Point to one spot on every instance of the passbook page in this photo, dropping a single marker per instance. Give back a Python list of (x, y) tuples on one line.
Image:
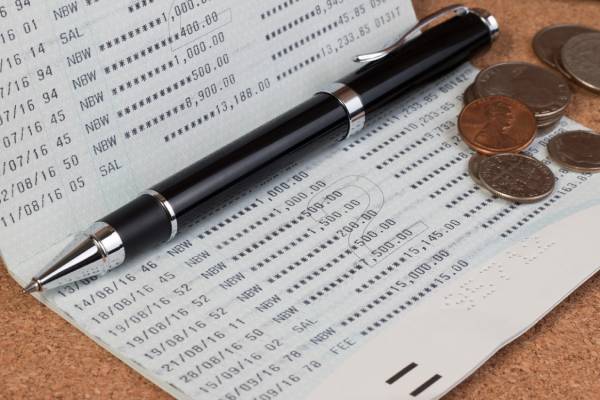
[(101, 99), (376, 269)]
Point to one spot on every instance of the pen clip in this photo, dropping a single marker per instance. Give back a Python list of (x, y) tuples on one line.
[(455, 9)]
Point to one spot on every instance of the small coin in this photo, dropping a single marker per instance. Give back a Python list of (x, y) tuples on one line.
[(581, 59), (469, 95), (474, 164), (545, 92), (516, 177), (548, 42), (497, 124), (576, 150)]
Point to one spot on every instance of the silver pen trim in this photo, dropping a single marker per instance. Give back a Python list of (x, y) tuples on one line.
[(169, 210), (351, 102)]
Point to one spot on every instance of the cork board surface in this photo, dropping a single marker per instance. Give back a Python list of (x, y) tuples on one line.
[(44, 357)]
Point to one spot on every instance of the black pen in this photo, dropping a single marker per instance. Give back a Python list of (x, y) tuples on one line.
[(336, 113)]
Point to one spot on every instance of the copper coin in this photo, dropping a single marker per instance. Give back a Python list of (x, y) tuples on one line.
[(474, 164), (581, 59), (560, 68), (576, 150), (548, 42), (469, 95), (497, 124), (517, 177), (545, 92)]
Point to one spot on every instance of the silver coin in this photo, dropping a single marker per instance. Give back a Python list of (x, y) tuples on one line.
[(548, 42), (580, 57), (516, 177), (469, 95), (474, 163), (545, 92), (576, 150)]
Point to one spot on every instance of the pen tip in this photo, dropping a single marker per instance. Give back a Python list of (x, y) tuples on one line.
[(33, 286)]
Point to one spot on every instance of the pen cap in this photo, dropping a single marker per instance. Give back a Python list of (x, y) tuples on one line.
[(433, 53)]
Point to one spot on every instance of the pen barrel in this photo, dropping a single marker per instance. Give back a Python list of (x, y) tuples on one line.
[(430, 55), (319, 120)]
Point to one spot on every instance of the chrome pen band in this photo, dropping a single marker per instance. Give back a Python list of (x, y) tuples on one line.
[(168, 209), (489, 20), (353, 104), (109, 244)]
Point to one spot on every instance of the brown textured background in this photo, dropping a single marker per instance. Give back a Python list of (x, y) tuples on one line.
[(43, 357)]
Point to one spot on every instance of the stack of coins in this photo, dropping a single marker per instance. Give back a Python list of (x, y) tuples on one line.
[(498, 128), (509, 103), (546, 93), (573, 50)]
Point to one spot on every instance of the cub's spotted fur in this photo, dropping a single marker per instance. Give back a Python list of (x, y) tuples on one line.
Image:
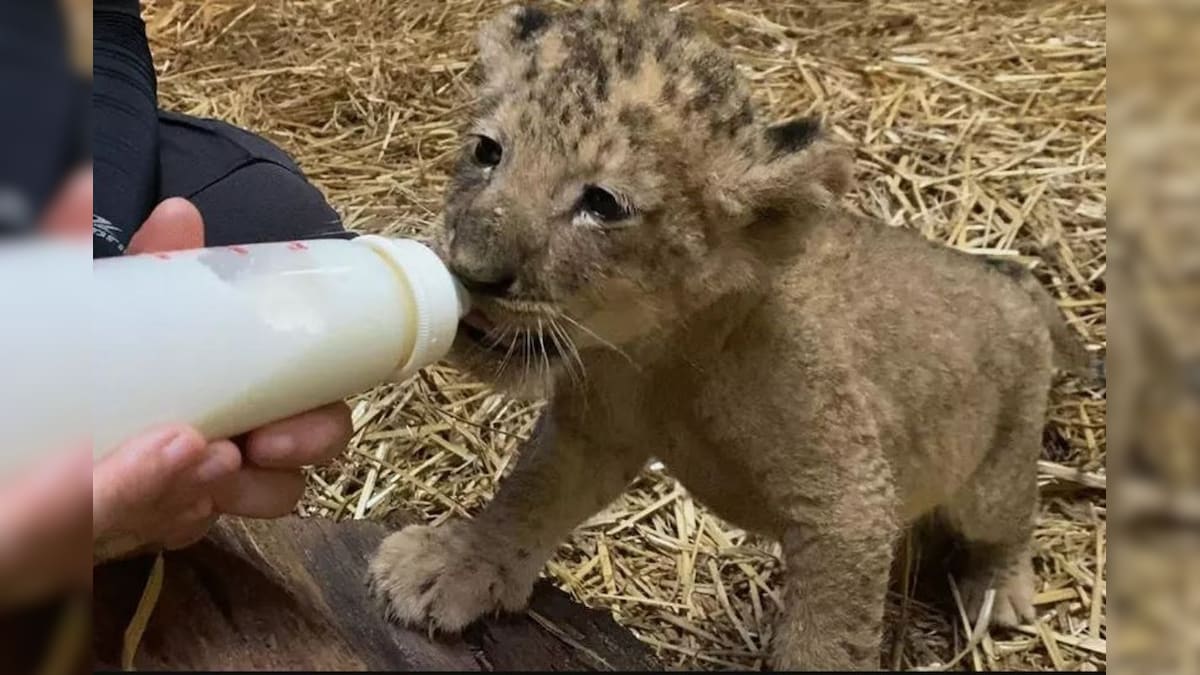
[(678, 278)]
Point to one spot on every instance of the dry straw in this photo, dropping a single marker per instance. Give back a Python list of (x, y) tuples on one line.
[(979, 124)]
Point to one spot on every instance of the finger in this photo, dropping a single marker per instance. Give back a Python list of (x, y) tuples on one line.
[(193, 526), (259, 493), (312, 437), (142, 472), (70, 213), (174, 225)]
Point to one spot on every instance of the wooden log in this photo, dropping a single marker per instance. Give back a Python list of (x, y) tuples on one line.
[(292, 593)]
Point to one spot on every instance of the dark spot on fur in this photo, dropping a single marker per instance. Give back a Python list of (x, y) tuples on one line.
[(793, 136), (426, 586), (661, 49), (1012, 269), (629, 52), (744, 117), (670, 91), (529, 22), (636, 118), (712, 82)]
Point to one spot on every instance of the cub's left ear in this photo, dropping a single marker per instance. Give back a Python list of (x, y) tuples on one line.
[(502, 37), (799, 167)]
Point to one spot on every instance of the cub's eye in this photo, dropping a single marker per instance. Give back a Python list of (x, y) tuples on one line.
[(604, 204), (487, 151)]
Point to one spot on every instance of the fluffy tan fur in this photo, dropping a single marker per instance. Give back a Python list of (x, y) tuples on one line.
[(804, 372)]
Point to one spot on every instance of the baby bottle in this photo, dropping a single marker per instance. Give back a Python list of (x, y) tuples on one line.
[(228, 339)]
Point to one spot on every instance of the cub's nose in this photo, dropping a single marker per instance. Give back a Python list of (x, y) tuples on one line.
[(485, 280)]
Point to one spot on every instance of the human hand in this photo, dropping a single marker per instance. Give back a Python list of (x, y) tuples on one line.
[(162, 489)]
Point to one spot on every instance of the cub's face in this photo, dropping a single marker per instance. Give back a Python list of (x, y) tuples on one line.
[(613, 180)]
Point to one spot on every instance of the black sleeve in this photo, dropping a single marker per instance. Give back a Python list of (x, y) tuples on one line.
[(125, 125), (42, 103)]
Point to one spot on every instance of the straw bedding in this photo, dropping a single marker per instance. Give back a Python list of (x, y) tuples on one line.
[(982, 125)]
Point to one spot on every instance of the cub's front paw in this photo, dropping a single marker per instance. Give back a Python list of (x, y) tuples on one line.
[(1014, 585), (445, 578)]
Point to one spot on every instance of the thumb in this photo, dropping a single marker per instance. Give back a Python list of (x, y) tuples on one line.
[(174, 225)]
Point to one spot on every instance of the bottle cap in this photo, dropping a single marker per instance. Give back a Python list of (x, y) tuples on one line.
[(439, 302)]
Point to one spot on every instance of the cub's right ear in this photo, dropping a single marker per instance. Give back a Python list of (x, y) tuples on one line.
[(515, 28)]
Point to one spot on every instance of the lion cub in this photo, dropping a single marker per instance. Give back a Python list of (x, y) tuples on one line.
[(679, 280)]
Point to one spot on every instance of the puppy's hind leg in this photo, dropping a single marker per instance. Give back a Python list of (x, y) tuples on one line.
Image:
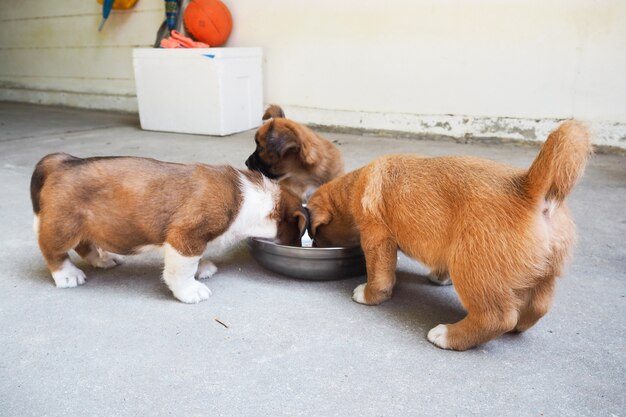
[(98, 257), (537, 303), (54, 243), (381, 252), (178, 274), (491, 313)]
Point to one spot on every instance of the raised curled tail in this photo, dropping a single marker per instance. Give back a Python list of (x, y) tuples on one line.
[(42, 170), (560, 163)]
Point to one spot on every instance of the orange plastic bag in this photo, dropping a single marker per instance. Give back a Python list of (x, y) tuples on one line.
[(122, 4)]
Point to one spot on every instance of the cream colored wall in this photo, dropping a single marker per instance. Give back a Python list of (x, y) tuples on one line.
[(51, 51), (453, 67)]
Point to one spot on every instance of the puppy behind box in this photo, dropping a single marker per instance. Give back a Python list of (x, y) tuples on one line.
[(293, 154), (502, 233), (105, 206)]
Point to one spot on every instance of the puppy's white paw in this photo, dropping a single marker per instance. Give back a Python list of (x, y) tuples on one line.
[(439, 279), (193, 293), (206, 269), (104, 259), (358, 294), (438, 336), (68, 276)]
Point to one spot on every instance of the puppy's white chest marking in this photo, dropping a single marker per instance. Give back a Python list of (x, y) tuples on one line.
[(258, 202)]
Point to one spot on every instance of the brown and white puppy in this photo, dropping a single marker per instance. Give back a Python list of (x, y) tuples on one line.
[(105, 206), (293, 154), (503, 234)]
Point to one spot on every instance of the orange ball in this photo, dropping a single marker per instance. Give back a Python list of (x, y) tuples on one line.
[(208, 21)]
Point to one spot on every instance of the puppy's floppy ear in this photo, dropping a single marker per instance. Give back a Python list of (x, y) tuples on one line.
[(318, 218), (279, 141), (273, 111), (308, 153)]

+ + +

## [What you need to do]
Convert every line of the records above into a numbered list, one line per item. Omit blank lines and the pictures.

## [Output for this exercise]
1. Point to one spot on every instance of the passbook page in this photo, dropping a single marker per instance. Give back a Python list of (x, y) tuples on one line.
2. Image:
3. [(101, 99), (376, 269)]
4. Point to one spot on every instance of the pen clip in this photo, dropping a single marker per instance. Give back a Python list of (x, y) tuples on one line.
5. [(455, 9)]
6. Point to one spot on every instance of the small coin in this photo, dropping a single marker per instance. Give back a Python list of (x, y) tuples on one line.
7. [(581, 59), (469, 95), (474, 164), (545, 92), (516, 177), (548, 42), (497, 124), (576, 150)]
8. Point to one spot on every instance of the silver pen trim in this photo, dropping a single marker per instance. Give back a Python list of (x, y) tuples on one line.
9. [(169, 210), (351, 102)]
10. Point to one spot on every instance of the cork board surface in this photo, dropping a single marker per instance. Give back a Python list of (x, y) tuples on one line.
11. [(44, 357)]
12. Point to one spot on every instance of the black pen in this photo, dropping a single marker per instance. Give back a Python list of (x, y) tuples on one line.
13. [(336, 113)]
14. Point to one spot on every instance of the copper coin in this photo, dropping a single marker per instance. Give back a Python list of (x, y) tuples on one line.
15. [(474, 164), (581, 59), (560, 68), (576, 150), (548, 42), (469, 95), (497, 124), (517, 177), (545, 92)]
16. Point to one spot on every instance of the silver coin in this photo, dropping a single marker per instance. Give back a Python list of (x, y) tuples on one line.
17. [(548, 42), (580, 57), (516, 177), (469, 95), (474, 163), (545, 92), (576, 150)]
18. Point to one spot on every instance of the pen tip in this photo, dropping a single marker per instance. Give back a Python list of (x, y) tuples on one line.
19. [(33, 286)]
20. Point to one spot on every instance of the pen cap in this photo, dropping a single marker per instance. Give back a Python list of (x, y) tuples on one line.
21. [(433, 53)]
22. Point to one spot on every instance of the pen barrel in this photo, dropping a single marker per instance. Give back a Python list of (x, y) tuples on one line.
23. [(430, 55), (319, 120)]
24. Point to one spot on every instance of the chrome pen band in this photo, dropping a single marker per instance. Give back a Python list of (x, y) tuples on one line.
25. [(168, 209), (489, 20), (353, 104), (109, 244)]
26. Point to one spot on every instance of the brown textured background in this photo, dropping a single marker per instance. Give back a Python list of (x, y) tuples on one line.
27. [(43, 357)]
28. Point to one spot on every instance of the stack of coins in this photo, dropping a single marker per instance. Give back a Python list of (x, y) tuples on one line.
29. [(498, 128), (509, 103), (546, 93), (573, 50)]
30. Point to one spot on every instance of the cub's spotted fur in this photo, dropping a single marker per instance. Give back a Python list of (x, y) tuples on one line.
31. Image:
32. [(678, 278)]
33. Point to one spot on every instance of the dry straw in this photo, dropping a single marker per instance. Give back a Python list of (x, y) tuples on one line.
34. [(979, 124)]
35. Point to one spot on every instance of the finger in this photo, dropping a single marker per instance. Give back a Python list of (x, y) tuples on one line.
36. [(193, 526), (259, 493), (312, 437), (142, 472), (70, 213), (174, 225)]
37. Point to one spot on every instance of the wooden log in this photo, dropping a single marker per instance. Give back a Python list of (x, y) tuples on one line.
38. [(292, 593)]
39. Point to one spot on every instance of the dark spot on fur in this photo, dropping a single marker per instance. Give back a Python list of (x, y) tuples on one line.
40. [(793, 136), (426, 586), (661, 49), (1012, 269), (629, 52), (744, 117), (670, 91), (529, 22), (636, 118), (712, 82)]
41. Point to one spot on every instance of the cub's left ear in this photo, dropping a single marker per instance. Give back a Python list of (x, y) tuples on one line.
42. [(502, 37), (799, 167)]
43. Point to one spot on every instance of the cub's eye in this photo, dropping a single marker per instance. Give back a Python list of (x, y) tuples on one line.
44. [(604, 204), (487, 151)]
45. Point to one spot on every instance of the fluffy tan fur in this photo, dropping a single marker per instance. Give back a Python list of (x, y) tuples on one line.
46. [(804, 372)]
47. Point to one spot on every instance of the baby bottle in this photo, dropping a single marker per instance. Give back a Python list of (x, y) tuples on one line.
48. [(228, 339)]
49. Point to one spot on every instance of the cub's nose in this photo, dropping a single marker per instance. Give back a Python list of (x, y) tuples on one line.
50. [(485, 280)]
51. Point to one spot on every instance of the human hand in this photo, dropping a single marker per instance. Give back a Python list of (x, y) tuples on one line.
52. [(162, 489)]
53. Point to one spot on every instance of the cub's face in this photo, dropping a single marker per instance. Give back a Python list of (x, y) tuples on one line.
54. [(613, 180)]
55. Point to one spot on every instance of the black sleeve in this photo, dropping a single marker per instance. Give back a Python list of (x, y) tuples on one line.
56. [(125, 125), (42, 103)]
57. Point to one spot on every instance of the straw bedding in this photo, dropping a single marker per instance. Give back a Python list of (x, y) tuples on one line.
58. [(982, 125)]
59. Point to one spot on every instance of the cub's front paw in this photo, dropping a single marker per instance. Give back a Python list of (x, y) tuples on one line.
60. [(1014, 585), (445, 578)]
61. Point to one spot on every instance of the thumb in this photo, dropping a single marker per instance. Give back a Python list of (x, y) tuples on one line.
62. [(174, 225)]
63. Point to one spot on every instance of the bottle cap in this photo, dropping a single marker per instance. Give back a Python list of (x, y) tuples on one line.
64. [(439, 302)]
65. Point to one spot on every instance of the cub's right ear in this photo, dropping a single marker per instance. Give back a Python list of (x, y) tuples on one line.
66. [(515, 28)]
67. Point to one spot on every instance of the lion cub in this photo, dropping a single marker per instance. Give back a Python list of (x, y) tuples on one line.
68. [(679, 280)]
69. Point to one spot on every instance of the puppy's hind leg in this photo, dropping a single marker per instance. Give back a Python list of (x, y) tuples on one line.
70. Image:
71. [(98, 257), (537, 303), (54, 243), (381, 252), (178, 274), (491, 313)]
72. Point to one spot on every instance of the raised curled tail in this photo, dropping a single marker per instance. Give back a Python list of (x, y) tuples on one line.
73. [(42, 170), (560, 163)]
74. Point to one spot on every instance of the orange plastic bag in this photo, dropping a single marker per instance. Give back a Python list of (x, y) tuples on one line.
75. [(122, 4)]
76. Point to one spot on every instance of the cream colored wall in this photo, dropping a single marker per instance. Give back a Python list of (x, y) tuples on one line.
77. [(51, 51), (453, 67)]
78. Point to one spot on every instance of the puppy behind box in this photo, dropping a single marker per instance. Give back a Python list of (x, y) tuples on one line.
79. [(293, 154), (502, 233), (105, 206)]
80. Point to one spot on every instance of the puppy's white paw in this photo, dropping a single marker per instance. Give back a Python list of (x, y) tuples on one line.
81. [(439, 279), (193, 293), (206, 269), (104, 259), (358, 294), (438, 336), (68, 276)]
82. Point to one spot on every instance of the puppy's white chest marking in this photo, dropping a single marker per instance. Give back a Python list of (x, y) tuples on one line.
83. [(258, 202)]
84. Point to one spot on every instance of the brown and white puppy in this photo, dropping a single marker per instance. Give back a Python list of (x, y) tuples on one line.
85. [(105, 206), (293, 154), (503, 234)]
86. Point to one spot on every instance of the orange ball in this photo, dropping a single marker per instance. Give back a Python list of (x, y) tuples on one line.
87. [(208, 21)]
88. Point to one spot on every instance of the puppy's floppy ear in this photo, dropping a single marker per instance. Give back a Python list of (x, y) tuples on one line.
89. [(318, 218), (279, 141), (273, 111), (308, 153)]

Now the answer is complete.